→ **DOCUMENT EXCERPT**:

☆ ☆ ☆ ☆ ☆

Before the new Cosmos was announced, I personally wanted Brian Greene as a new host of a rebooted Cosmos. Much like Carl Sagan, he has an easy way to communicate complex ideas.
 
Dr Brain Cox's Wonders of the Universe was better.

I believe that's pronounced "woonderz".

Ugh. I've tried watching Cox's stuff, but he just makes everything so insufferably sappy and overly romantic.

Sagan was able to be poetic without making you cringe in the process. He knew when the right time and place was, and didn't constantly hit you over the head with it like Cox does.
 
Ahh, so the Ship of the Imagination WAS the generic sparkle thing. Makes as much sense as any other design, I guess. The show didn't really connect the sparkle with the ship's interior in any meaningful way, instead choosing to focus on Sagan looking in wonder at stuff. The newer version makes it clear that the Ship of the Imagination IS a ship, that it HAS a window from the inside to the out, and that Tyson isn't so macho as to STAND at the window all the time and can do just as good a job staring in wonder while seated. Also, Tyson doesn't need a fancy control console to occasionally show stuff off like his predecessor; everything he does is purely mental.

☆ ☆ ☆ ☆ ☆

→ **TASK DESCRIPTION**: Copy out the Cosmos discussion from "Before the new" down to "communicate complex ideas.", substituting "difficult concepts" for "complex ideas".

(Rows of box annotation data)

☆ ☆ ☆ ☆ ☆

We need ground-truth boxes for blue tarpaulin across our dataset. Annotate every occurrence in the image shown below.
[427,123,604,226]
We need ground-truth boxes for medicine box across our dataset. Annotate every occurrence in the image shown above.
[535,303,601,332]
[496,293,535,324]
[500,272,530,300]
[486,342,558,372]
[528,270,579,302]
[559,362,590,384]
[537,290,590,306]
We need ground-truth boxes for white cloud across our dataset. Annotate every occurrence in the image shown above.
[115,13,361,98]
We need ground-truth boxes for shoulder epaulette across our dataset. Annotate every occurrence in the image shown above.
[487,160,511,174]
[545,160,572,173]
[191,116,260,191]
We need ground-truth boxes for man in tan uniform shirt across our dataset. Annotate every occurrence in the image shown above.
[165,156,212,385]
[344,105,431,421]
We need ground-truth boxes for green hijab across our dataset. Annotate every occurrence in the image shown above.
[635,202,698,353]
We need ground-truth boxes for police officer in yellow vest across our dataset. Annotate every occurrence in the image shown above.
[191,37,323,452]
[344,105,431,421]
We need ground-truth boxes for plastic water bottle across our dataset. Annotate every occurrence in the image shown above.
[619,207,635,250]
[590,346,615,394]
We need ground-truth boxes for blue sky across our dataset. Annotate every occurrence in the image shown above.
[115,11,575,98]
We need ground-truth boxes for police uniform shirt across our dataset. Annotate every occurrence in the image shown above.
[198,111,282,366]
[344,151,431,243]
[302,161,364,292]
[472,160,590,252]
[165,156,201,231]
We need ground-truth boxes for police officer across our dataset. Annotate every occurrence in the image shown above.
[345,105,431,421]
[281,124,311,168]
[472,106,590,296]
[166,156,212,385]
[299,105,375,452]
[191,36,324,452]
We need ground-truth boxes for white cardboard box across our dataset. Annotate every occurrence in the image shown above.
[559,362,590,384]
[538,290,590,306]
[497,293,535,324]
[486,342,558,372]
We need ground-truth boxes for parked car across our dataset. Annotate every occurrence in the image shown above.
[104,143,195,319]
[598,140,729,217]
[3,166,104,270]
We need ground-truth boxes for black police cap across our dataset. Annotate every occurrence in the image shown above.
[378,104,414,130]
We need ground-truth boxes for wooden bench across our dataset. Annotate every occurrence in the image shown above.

☆ ☆ ☆ ☆ ☆

→ **TASK SOLUTION**:
Before the new Cosmos was announced, I personally wanted Brian Greene as a new host of a rebooted Cosmos. Much like Carl Sagan, he has an easy way to communicate difficult concepts.